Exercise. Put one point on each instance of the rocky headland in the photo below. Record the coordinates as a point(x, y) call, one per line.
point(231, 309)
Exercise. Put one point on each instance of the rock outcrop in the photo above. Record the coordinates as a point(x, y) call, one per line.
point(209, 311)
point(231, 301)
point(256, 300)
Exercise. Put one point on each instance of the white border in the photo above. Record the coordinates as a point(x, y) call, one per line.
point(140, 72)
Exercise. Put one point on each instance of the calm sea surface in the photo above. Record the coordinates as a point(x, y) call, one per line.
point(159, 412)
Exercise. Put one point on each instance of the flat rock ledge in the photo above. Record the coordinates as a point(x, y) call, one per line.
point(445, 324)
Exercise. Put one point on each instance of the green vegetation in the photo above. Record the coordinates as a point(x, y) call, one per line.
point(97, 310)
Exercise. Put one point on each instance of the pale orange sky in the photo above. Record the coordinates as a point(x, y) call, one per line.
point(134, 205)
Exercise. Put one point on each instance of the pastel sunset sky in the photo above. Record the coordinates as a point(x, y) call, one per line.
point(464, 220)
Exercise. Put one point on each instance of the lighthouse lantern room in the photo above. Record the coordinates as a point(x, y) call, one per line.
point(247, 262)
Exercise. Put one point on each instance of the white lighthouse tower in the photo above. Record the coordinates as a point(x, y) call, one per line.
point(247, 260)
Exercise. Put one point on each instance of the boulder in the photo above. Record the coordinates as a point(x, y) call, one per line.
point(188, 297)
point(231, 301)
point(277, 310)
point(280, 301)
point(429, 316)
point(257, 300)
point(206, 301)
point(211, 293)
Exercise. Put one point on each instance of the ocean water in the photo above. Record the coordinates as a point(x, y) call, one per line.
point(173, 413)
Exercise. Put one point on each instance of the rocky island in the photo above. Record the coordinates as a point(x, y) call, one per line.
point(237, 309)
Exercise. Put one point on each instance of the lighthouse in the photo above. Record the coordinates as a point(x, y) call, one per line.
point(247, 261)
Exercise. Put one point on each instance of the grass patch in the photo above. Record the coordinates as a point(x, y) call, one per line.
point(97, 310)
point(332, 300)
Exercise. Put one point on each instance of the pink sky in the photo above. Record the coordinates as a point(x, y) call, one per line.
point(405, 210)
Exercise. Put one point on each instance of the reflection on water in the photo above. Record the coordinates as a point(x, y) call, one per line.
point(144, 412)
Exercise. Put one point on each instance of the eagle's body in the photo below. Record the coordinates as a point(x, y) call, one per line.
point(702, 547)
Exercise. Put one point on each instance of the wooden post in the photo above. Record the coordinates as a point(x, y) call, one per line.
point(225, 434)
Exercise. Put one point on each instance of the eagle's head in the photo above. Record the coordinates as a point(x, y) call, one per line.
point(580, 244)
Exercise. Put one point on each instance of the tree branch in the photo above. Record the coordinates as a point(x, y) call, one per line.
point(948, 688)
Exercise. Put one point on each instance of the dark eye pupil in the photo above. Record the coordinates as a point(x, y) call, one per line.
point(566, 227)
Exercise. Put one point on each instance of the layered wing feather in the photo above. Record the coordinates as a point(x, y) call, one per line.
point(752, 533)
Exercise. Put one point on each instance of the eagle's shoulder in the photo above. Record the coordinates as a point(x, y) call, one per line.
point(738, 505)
◆ ◆ ◆ ◆ ◆ ◆ ◆
WHAT IS ASKED
Render every line of the entries above as a JSON list of strings, one string per line, leaving out any blank lines.

REPLY TO THE EXERCISE
[
  "Exercise. Put one point on each instance of the rocky headland in the photo below. Record the coordinates as a point(x, y) call, one per line.",
  "point(231, 309)",
  "Exercise. Put one point on each instance of the rock outcrop in the photo above. Record the coordinates as a point(x, y) call, one per line.",
  "point(209, 311)",
  "point(231, 301)",
  "point(256, 300)",
  "Exercise. Put one point on each instance of the white border in the photo above. Record the coordinates as a point(x, y) call, one per line.",
  "point(140, 72)",
  "Exercise. Put one point on each instance of the calm sea surface in the photo above. Record the coordinates as a point(x, y) call, one per line.",
  "point(159, 412)",
  "Exercise. Put one point on each instance of the flat rock ledge in the photo above. Record the coordinates as a point(x, y) call, one per line.",
  "point(445, 324)",
  "Exercise. Put one point on each instance of the green vegetation in the photo above. Record the coordinates as a point(x, y) call, one per line.",
  "point(97, 310)",
  "Exercise. Put one point on each instance of the pale orange sky in the photo above. Record the coordinates as a point(x, y) call, one per line.",
  "point(134, 205)",
  "Exercise. Put one point on each instance of the pastel sunset sky in the photo above. Record the coordinates as a point(x, y) call, one per line.",
  "point(464, 220)",
  "Exercise. Put one point on each instance of the lighthouse lantern room in the photo above. Record the coordinates as a point(x, y) call, one per line.",
  "point(247, 262)",
  "Exercise. Put one point on each instance of the white lighthouse tower in the photo above. Record the coordinates as a point(x, y) call, one per line.",
  "point(247, 260)",
  "Exercise. Put one point on each instance of the boulder in the photo above. Record the coordinates as a point(x, y) call, one per line.",
  "point(188, 297)",
  "point(231, 301)",
  "point(277, 310)",
  "point(280, 301)",
  "point(429, 316)",
  "point(257, 300)",
  "point(206, 301)",
  "point(211, 293)",
  "Exercise. Put one point on each instance of the ocean water in the photo above. Record the coordinates as a point(x, y) call, one per line.",
  "point(173, 413)",
  "Exercise. Put one point on each instance of the rocky island in the photo above. Record the coordinates as a point(x, y) call, one per line.",
  "point(237, 309)",
  "Exercise. Put one point on each instance of the lighthouse in the photo above. Record the coordinates as a point(x, y) call, one per line.",
  "point(247, 261)",
  "Exercise. Put one point on each instance of the grass patch in the photo above. Record the coordinates as a point(x, y) call, one per line.",
  "point(97, 310)",
  "point(332, 300)",
  "Exercise. Put one point on each instance of the pink sky in the photo above. Record the coordinates as a point(x, y) call, one per line.",
  "point(405, 210)",
  "Exercise. Put one point on each instance of the reflection on water in the photo above. Record the coordinates as a point(x, y) call, one per line.",
  "point(144, 412)",
  "Exercise. Put one point on each instance of the eagle's body in the photo below. Record the coordinates as a point(x, y) call, one per line.",
  "point(702, 547)",
  "Exercise. Put one point on each instance of the wooden post in the photo above. Record the coordinates as a point(x, y) call, one per line.",
  "point(225, 434)",
  "Exercise. Put one point on each instance of the eagle's head in the photo above. Record the coordinates as a point(x, y) call, one per line.",
  "point(580, 244)",
  "Exercise. Put one point on each instance of the tree branch in the photo above. Record the coordinates as a point(x, y) call, one per line.",
  "point(948, 688)",
  "Exercise. Put one point on each instance of the dark eye pupil in the photo above. Record the coordinates as a point(x, y) call, one per line.",
  "point(566, 227)",
  "Exercise. Put one point on each instance of the layered wing feather in the photo above. Record the coordinates as a point(x, y) call, one per line.",
  "point(752, 533)",
  "Exercise. Put one point on each instance of the eagle's shoulder in the photo above. Record the coordinates as a point(x, y) call, one per line.",
  "point(738, 505)"
]